▸ **Trecho do texto**:
——
De nacionalidade bielorrussa, Alena Douhan assumiu seu cargo de relatora especial da ONU em março de 2020. É professora de Direito Internacional na Universidade Estatal da Bielorússia e diretora do Centro de Investigação para a Paz, doutora de direito internacional e de direito europeu, tendo sido vice-reitora da Universidade Internacional Mitso em Bielorrúsia (2016-2019). É autora de mais de 120 livros e artigos sobre a liberdade de opinião, o direito ao desenvolvimento e a arquitetura de sanções criada sob o Conselho de Segurança da ONU e a aplicação de medidas restritivas da UE.
Por outro lado, Miguel Pizarro, sem qualquer prova ou “autoridade” a não ser a de “enviado de Juan Guaidó”, autoproclamado presidente da Venezuela nas Nações Unidas, criticou “as imprecisões da relatora”, dizendo com que a partir dos documentos apresentados a organização fosse usada para “propaganda do regime”.
——
▸ **Material de apoio**:

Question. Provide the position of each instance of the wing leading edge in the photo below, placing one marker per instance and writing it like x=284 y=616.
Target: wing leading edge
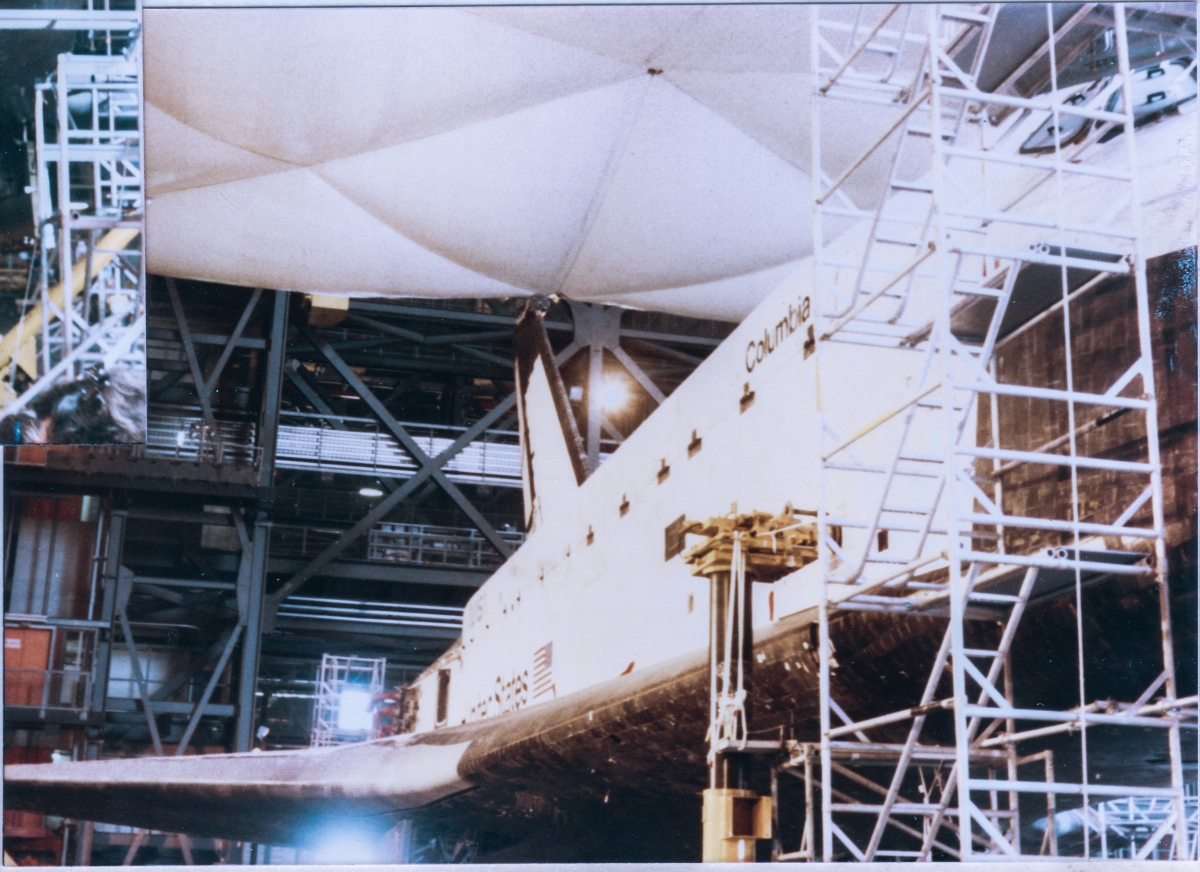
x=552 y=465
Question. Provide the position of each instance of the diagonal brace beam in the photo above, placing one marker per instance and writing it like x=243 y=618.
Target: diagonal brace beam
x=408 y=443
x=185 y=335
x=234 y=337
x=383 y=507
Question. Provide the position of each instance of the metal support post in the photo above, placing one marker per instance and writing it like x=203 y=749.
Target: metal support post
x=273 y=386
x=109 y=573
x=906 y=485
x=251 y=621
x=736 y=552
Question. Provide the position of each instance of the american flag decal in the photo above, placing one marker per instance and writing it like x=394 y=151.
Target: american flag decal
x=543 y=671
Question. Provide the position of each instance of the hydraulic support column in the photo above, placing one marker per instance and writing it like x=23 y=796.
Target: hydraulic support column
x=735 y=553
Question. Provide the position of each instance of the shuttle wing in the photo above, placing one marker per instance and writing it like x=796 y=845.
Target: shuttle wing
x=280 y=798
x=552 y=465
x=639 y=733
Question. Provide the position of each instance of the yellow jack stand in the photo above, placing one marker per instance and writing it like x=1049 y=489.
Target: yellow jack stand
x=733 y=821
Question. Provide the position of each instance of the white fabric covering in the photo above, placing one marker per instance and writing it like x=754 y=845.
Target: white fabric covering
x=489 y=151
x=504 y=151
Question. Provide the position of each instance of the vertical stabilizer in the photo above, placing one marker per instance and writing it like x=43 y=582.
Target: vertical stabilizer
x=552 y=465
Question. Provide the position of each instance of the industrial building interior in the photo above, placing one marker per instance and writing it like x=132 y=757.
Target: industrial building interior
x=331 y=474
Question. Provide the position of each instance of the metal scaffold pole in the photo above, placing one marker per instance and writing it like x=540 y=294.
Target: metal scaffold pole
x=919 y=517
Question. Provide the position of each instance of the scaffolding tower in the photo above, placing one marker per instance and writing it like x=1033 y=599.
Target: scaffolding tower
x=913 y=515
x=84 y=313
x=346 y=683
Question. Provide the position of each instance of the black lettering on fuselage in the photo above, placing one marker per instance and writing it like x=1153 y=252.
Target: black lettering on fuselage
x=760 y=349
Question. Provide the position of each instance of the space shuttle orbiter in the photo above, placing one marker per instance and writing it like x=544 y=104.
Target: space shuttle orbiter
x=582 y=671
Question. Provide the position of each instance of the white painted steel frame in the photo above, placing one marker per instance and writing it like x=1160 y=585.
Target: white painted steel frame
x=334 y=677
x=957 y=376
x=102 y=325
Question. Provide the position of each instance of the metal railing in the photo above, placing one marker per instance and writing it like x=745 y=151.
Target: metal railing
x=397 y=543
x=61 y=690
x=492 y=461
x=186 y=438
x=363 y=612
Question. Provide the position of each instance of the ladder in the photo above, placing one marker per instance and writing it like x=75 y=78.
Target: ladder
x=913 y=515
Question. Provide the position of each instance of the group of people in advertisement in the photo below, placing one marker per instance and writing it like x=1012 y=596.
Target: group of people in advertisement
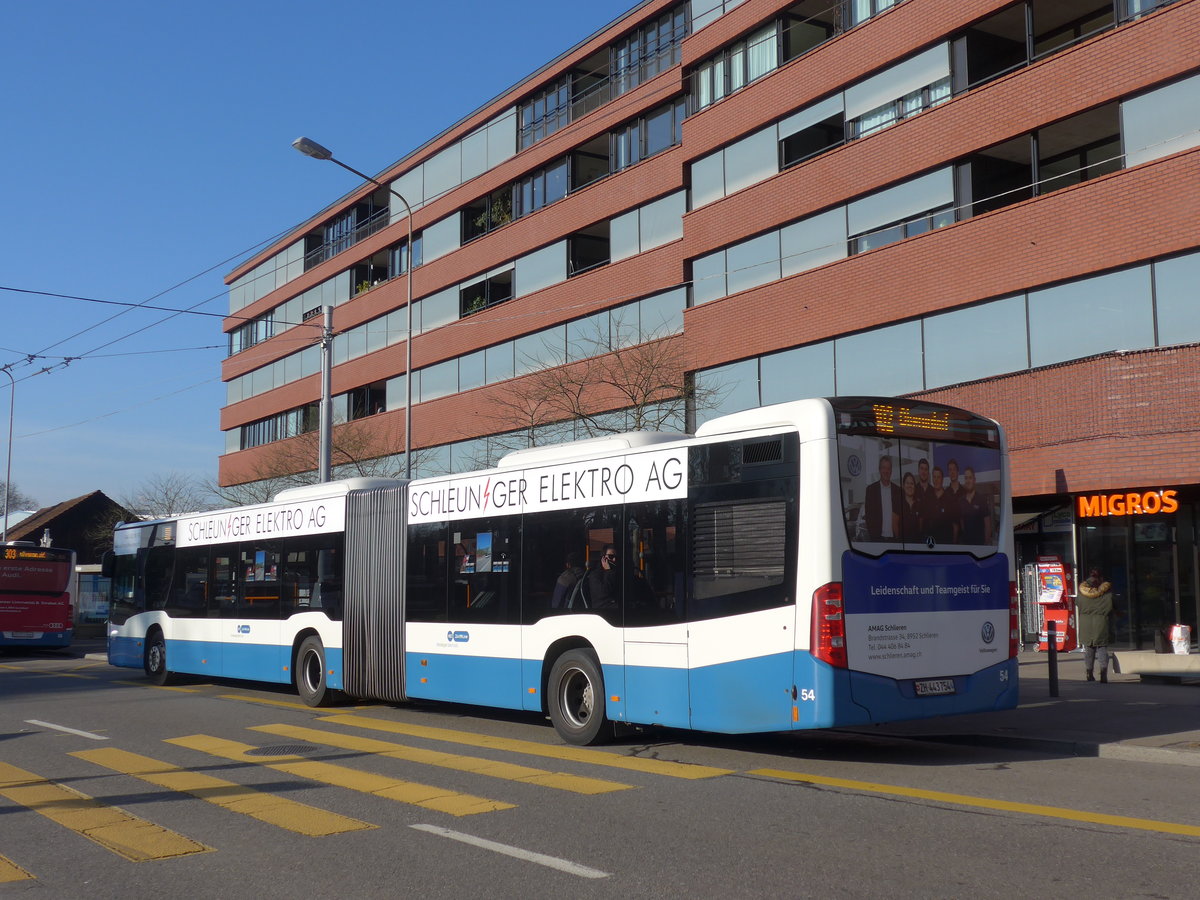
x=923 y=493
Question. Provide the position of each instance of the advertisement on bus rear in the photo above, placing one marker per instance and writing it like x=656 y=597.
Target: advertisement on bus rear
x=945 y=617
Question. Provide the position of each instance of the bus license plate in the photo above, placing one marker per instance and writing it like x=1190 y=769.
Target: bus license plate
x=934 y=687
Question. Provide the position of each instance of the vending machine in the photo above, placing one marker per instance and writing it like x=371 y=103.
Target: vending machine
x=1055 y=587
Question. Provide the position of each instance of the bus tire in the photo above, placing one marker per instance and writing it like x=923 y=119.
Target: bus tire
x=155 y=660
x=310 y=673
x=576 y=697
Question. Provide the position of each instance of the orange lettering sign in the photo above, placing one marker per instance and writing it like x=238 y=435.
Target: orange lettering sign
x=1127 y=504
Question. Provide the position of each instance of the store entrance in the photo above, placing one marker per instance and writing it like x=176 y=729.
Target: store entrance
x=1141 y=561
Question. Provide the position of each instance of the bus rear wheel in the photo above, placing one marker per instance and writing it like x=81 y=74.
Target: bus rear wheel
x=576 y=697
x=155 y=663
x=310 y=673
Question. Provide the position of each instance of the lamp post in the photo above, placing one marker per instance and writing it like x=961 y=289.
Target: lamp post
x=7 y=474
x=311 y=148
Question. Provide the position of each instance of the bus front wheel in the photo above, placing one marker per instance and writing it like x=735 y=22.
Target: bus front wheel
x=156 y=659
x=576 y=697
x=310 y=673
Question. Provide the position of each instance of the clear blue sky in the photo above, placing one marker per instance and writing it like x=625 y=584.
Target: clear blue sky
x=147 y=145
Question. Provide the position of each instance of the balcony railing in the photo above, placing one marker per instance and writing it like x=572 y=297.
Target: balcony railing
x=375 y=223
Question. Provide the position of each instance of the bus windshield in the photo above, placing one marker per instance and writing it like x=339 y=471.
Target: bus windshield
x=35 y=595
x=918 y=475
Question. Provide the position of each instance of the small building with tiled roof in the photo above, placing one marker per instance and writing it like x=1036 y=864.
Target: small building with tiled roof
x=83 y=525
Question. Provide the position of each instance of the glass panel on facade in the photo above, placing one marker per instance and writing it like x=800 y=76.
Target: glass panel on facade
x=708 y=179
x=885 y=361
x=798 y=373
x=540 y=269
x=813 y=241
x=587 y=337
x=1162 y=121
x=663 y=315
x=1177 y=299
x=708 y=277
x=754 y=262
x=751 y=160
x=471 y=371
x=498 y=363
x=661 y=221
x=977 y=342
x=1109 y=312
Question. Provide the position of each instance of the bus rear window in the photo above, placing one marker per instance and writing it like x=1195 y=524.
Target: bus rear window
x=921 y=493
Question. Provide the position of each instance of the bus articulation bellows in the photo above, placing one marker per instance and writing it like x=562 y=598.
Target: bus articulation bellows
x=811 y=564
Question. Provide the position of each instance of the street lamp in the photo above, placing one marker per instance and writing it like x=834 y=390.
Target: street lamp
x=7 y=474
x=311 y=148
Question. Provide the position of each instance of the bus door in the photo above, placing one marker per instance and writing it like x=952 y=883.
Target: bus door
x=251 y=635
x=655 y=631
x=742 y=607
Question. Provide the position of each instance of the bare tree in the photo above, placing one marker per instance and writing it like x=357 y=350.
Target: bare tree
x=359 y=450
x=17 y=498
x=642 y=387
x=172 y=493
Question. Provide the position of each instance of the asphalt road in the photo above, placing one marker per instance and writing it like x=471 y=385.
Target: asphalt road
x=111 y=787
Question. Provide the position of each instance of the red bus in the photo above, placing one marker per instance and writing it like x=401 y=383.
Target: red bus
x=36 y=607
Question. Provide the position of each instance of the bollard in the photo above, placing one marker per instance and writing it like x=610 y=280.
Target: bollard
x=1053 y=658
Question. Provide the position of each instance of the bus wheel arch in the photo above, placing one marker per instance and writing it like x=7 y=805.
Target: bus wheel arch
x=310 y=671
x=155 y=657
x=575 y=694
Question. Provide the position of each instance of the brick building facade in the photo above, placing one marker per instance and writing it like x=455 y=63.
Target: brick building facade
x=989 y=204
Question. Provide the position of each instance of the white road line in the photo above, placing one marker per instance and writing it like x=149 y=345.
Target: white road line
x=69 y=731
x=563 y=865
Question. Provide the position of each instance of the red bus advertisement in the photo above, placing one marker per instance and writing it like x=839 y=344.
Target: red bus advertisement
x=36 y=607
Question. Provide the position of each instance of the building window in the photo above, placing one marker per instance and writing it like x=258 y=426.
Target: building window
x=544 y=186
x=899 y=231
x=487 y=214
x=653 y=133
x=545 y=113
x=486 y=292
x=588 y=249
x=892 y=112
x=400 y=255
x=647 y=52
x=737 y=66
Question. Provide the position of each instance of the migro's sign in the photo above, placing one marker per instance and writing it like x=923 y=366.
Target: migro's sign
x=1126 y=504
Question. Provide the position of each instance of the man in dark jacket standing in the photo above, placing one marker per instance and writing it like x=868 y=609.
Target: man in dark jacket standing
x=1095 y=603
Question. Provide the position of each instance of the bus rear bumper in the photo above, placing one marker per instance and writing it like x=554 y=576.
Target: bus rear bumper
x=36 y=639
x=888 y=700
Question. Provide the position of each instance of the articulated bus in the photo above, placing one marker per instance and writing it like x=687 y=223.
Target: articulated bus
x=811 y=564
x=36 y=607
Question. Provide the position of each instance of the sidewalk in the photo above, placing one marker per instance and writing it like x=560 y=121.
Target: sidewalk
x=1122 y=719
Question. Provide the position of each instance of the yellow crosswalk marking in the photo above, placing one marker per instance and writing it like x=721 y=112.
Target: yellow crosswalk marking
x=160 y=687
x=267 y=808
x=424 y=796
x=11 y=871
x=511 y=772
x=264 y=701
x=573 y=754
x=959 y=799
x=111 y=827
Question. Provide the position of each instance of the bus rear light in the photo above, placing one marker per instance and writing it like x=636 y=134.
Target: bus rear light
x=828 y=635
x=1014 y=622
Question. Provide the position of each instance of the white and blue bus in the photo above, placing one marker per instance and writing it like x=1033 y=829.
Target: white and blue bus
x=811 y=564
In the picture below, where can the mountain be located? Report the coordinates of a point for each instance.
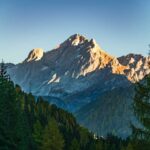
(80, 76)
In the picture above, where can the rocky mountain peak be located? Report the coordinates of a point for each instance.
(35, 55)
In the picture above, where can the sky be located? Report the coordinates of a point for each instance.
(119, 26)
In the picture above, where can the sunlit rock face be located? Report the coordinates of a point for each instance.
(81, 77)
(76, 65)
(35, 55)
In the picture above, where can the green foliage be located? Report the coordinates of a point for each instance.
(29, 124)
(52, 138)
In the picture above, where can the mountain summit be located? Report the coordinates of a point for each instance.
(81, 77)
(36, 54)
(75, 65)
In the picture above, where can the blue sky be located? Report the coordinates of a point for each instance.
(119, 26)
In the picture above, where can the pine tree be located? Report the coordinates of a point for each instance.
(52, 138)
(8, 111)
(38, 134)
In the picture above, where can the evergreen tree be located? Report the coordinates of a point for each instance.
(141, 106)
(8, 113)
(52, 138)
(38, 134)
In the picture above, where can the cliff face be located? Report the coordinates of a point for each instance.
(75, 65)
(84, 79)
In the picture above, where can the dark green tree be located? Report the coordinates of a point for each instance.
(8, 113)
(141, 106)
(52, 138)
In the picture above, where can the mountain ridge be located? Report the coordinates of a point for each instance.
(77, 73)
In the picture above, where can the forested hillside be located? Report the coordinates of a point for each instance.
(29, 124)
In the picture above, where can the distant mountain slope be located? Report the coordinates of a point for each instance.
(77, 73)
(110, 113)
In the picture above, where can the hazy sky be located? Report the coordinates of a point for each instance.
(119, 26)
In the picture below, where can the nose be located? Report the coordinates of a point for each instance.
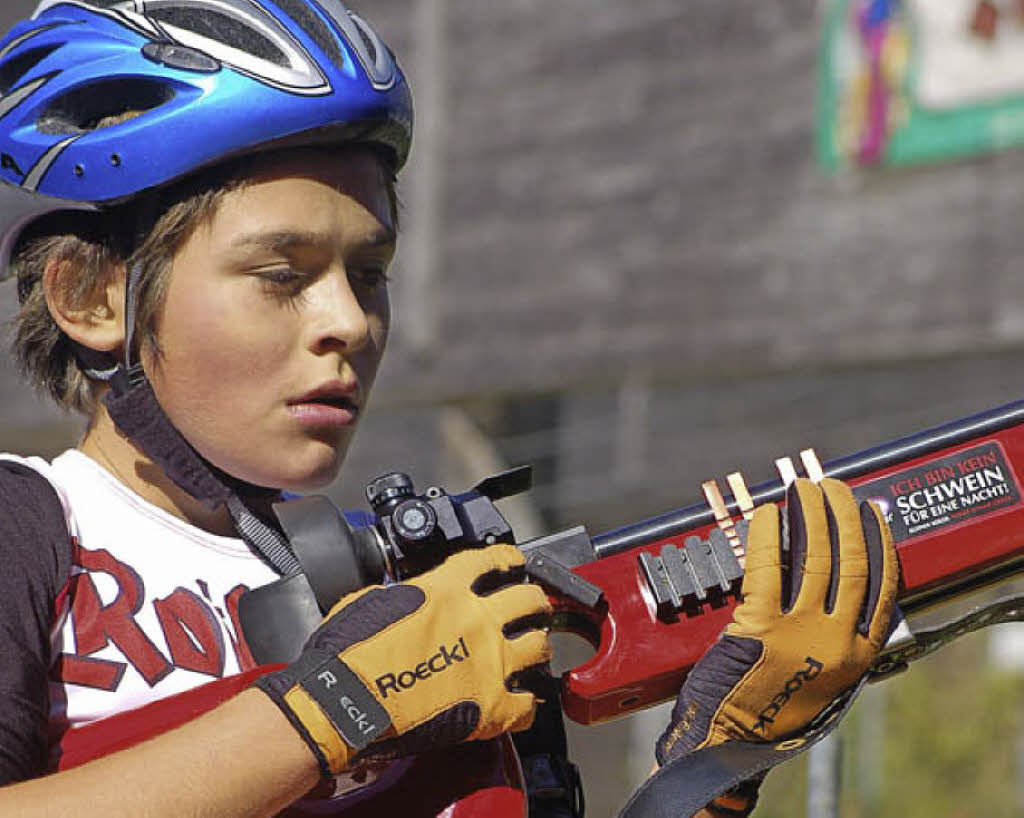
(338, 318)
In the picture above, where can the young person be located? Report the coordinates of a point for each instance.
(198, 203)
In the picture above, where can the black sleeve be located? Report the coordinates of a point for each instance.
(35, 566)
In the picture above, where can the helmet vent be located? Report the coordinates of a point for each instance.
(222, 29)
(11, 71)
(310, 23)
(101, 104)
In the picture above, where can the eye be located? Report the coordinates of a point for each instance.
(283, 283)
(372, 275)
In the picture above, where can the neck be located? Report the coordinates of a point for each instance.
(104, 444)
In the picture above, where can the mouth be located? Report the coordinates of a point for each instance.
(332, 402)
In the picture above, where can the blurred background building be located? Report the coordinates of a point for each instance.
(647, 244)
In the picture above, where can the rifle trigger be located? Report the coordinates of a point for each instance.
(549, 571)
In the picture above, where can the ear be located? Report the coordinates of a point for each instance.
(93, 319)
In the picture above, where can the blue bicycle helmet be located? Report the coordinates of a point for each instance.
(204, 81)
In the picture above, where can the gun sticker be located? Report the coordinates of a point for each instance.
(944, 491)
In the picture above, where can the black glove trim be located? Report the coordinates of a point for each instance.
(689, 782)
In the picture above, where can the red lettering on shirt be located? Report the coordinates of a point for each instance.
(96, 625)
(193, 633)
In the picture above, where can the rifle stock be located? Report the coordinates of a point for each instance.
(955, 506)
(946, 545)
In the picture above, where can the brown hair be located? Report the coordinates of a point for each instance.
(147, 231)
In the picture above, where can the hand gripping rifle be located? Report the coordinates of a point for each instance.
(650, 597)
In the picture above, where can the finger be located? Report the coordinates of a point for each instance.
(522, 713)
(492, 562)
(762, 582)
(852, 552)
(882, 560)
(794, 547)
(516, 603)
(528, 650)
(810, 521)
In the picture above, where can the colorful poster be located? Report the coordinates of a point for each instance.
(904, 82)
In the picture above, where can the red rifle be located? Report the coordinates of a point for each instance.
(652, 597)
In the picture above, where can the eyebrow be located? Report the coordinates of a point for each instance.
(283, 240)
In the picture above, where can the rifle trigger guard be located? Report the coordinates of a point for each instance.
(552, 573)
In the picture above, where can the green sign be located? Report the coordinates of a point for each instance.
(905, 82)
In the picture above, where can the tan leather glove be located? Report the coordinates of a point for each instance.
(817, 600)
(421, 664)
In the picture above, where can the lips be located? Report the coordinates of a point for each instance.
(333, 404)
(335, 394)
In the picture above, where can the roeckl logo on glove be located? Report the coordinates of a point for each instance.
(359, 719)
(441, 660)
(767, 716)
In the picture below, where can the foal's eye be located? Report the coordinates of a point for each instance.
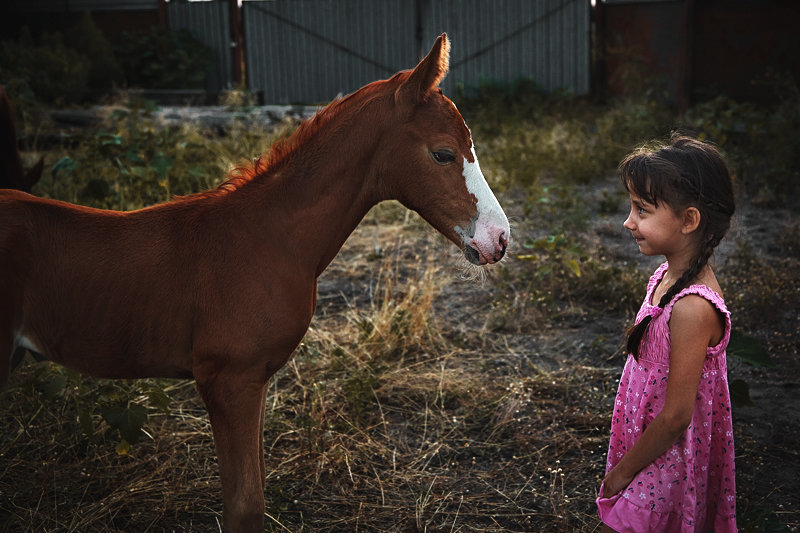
——
▸ **Lista de exercícios**:
1) Responda às perguntas com base no trecho sobre Alena Douhan:
(a) Em que mês e ano Alena Douhan assumiu o cargo de relatora especial da ONU?
(b) De qual universidade ela foi vice-reitora?
(c) De quem Miguel Pizarro se apresenta como enviado?
2) Transcreva do trecho sobre Alena Douhan a parte que vai de "De nacionalidade bielorrussa, Alena" até "restritivas da UE.", incluindo essas palavras.
Não é preciso consultar as entradas.

▸ **Respostas**:
1)
(a) Em março de 2020.
(b) Da Universidade Internacional Mitso.
(c) De Juan Guaidó.

2)
De nacionalidade bielorrussa, Alena Douhan assumiu seu cargo de relatora especial da ONU em março de 2020. É professora de Direito Internacional na Universidade Estatal da Bielorússia e diretora do Centro de Investigação para a Paz, doutora de direito internacional e de direito europeu, tendo sido vice-reitora da Universidade Internacional Mitso em Bielorrúsia (2016-2019). É autora de mais de 120 livros e artigos sobre a liberdade de opinião, o direito ao desenvolvimento e a arquitetura de sanções criada sob o Conselho de Segurança da ONU e a aplicação de medidas restritivas da UE.